Chers amis,
Au mois de juin, l’agenda social de mes enfants est nettement plus rempli que le mien.
Ce ne sont qu’anniversaires, kermesses et autres goûters en plein air, dont la cadence augmente à mesure que la fin de l’année scolaire approche.
Je passe donc mon temps à préparer des pique-niques, chercher des casquettes, vérifier que les maillots de bain et les serviettes sont bien dans les sacs, négocier des heures de retour.
En fait, le mois de juin est celui des célébrations tous azimuts. On y célèbre les jours les plus longs – celui du débarquement de 1944, le 6, et celui du solstice d’été, le 21.
Les écoliers célèbrent la fin de l’année scolaire ; les lycéens, leur baccalauréat ; les mélomanes, la musique ; les Québécois, le Québec.
Aux fêtes de la Saint-Jean, durant la nuit du 23 au 24, on allume des feux de joie pour célébrer la jeunesse et le début des moissons.
La nuit est si courte qu’on prolonge le jour par ces grands bûchers accompagnés de rires et de musique.
Mais l’été ne fait pas l’unanimité.
L’été : regain d’activité ou repos bien mérité ?
Prenez ne serait-ce que ses dates.
Selon les astronomes et le calendrier des postes, l’été a débuté hier, le 21 juin.
C’est, en fait, je le disais, la date du solstice (pour l’anecdote, c’est également la date à laquelle on fête les Rodolphe ; et la fin astronomique de l’été correspond, elle, à l’équinoxe d’automne, le 22 septembre, date de mon anniversaire !).
Mais selon les météorologues, l’été a en fait commencé le 1er juin – une convention, basée sur les moyennes climatiques des températures. Ils le font terminer au 31 août.
La médecine traditionnelle chinoise, elle, situe le début de l’été vers le 5 ou 6 mai, au moment du Lìxià (立夏), littéralement « commencement de l’été », et le font terminer dès le 6 août, avec le début de la saison appelée Liqiu (立秋), soit le « début de l’automne ».
Pour l’éducation nationale française, les vacances d’été débutent cette année le 5 juillet et s’achèvent le 1er septembre…
Personne n’est d’accord sur les dates ! Au mieux, selon tous ces indicateurs, vous êtes sûr et certain d’être en été du 5 juillet au 6 août, soit pendant un mois seulement !…
Bref, si juin rime pour beaucoup avec « fin » à cause du calendrier scolaire, c’est en réalité le moment le plus propice à de nouveaux départs mais également à l’accomplissement : la longueur maximale des journées nous permet de nous lever de bonne heure et de nous coucher tard sans fatigue excessive.
Il faut tirer les fruits de cet ensoleillement généreux, au sens propre comme au sens figuré : c’est le moment de récolter !
Mais cet été qui débute est, pour beaucoup d’entre nous, le début des vacances, du repos.
Or les températures élevées et l’effort physique favorisent, par la transpiration, l’élimination des toxines.
C’est en réalité maintenant qu’il faut être le plus actif ! Quand il fait chaud, les muscles peuvent fonctionner à plein régime avec un risque réduit au minimum de tensions et de contractures.

TRAVAIL DEMANDÉ:
Transcrivez à l'identique le passage du texte sur le mois de juin et l'été ci-dessus, en commençant par « La nuit est » et en continuant jusqu'à « que ses dates. ».

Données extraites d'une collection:
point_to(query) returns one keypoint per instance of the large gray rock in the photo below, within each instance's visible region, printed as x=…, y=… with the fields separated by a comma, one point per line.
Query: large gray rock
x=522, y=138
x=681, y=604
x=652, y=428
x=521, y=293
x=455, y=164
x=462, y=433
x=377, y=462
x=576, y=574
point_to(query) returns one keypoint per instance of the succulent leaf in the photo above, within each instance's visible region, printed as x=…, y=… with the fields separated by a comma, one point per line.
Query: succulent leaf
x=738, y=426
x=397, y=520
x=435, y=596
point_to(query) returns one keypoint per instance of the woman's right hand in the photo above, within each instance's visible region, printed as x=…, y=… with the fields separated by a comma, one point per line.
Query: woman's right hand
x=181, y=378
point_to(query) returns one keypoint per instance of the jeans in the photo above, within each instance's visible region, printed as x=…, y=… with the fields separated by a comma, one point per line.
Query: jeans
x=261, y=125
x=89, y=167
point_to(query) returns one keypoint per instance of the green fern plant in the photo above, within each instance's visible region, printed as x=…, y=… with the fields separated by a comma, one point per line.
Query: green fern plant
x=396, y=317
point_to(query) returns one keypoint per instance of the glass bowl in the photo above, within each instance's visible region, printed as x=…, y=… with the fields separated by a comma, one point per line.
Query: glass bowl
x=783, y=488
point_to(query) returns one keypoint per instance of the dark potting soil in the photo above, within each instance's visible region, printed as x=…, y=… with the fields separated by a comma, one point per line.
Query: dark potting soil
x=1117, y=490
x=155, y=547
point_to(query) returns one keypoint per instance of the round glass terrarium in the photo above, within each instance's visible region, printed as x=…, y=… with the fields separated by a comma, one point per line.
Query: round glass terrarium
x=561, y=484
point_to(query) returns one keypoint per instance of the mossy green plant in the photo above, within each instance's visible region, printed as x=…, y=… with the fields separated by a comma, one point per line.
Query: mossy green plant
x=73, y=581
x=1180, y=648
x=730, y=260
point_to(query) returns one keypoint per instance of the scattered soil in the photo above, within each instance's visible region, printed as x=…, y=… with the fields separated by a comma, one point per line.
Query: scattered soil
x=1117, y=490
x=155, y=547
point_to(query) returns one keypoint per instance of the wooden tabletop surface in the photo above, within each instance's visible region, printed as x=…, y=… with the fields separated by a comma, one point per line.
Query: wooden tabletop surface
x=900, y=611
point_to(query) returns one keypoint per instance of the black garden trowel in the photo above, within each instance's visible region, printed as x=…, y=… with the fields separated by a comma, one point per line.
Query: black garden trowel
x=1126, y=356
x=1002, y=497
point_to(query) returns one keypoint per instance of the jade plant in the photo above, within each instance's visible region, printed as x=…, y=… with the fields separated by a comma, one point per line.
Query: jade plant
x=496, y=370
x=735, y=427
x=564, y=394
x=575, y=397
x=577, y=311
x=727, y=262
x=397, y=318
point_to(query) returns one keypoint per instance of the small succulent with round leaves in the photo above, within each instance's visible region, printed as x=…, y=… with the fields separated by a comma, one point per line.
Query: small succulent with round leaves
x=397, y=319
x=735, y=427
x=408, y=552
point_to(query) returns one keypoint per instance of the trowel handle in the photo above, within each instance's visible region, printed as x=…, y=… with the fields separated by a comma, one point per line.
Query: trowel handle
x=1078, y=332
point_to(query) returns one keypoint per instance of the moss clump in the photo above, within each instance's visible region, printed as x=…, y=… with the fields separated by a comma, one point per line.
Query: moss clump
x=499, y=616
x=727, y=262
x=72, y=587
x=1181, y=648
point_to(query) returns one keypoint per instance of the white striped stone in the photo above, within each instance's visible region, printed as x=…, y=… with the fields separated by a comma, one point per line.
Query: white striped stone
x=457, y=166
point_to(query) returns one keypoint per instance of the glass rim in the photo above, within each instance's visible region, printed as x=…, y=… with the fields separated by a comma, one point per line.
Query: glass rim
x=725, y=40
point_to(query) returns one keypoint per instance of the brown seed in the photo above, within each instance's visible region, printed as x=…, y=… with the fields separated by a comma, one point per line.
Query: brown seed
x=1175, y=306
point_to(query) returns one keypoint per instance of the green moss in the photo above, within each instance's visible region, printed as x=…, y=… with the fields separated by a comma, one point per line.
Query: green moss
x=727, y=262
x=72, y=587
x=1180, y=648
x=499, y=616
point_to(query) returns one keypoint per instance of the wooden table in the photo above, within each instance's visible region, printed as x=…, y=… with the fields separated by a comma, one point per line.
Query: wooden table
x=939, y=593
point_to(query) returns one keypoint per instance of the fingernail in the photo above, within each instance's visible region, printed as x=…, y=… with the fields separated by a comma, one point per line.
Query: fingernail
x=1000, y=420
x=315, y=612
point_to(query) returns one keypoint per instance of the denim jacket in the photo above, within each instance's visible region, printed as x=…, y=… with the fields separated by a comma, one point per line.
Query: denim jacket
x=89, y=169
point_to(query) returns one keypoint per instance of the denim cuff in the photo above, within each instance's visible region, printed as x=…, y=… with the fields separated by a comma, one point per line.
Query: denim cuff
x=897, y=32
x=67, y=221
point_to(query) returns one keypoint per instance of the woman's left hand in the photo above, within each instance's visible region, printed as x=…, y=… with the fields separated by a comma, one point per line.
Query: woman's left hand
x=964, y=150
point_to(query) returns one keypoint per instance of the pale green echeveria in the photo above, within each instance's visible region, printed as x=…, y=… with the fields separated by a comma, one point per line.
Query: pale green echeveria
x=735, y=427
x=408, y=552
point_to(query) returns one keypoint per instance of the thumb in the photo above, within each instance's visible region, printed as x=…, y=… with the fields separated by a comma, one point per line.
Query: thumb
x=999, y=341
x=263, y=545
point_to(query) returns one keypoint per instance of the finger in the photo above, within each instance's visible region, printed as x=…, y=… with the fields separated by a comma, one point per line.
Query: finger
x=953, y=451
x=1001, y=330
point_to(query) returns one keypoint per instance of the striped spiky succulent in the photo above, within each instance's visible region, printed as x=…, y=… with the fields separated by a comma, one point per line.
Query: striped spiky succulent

SOLUTION RÉDIGÉE:
La nuit est si courte qu’on prolonge le jour par ces grands bûchers accompagnés de rires et de musique.
Mais l’été ne fait pas l’unanimité.
L’été : regain d’activité ou repos bien mérité ?
Prenez ne serait-ce que ses dates.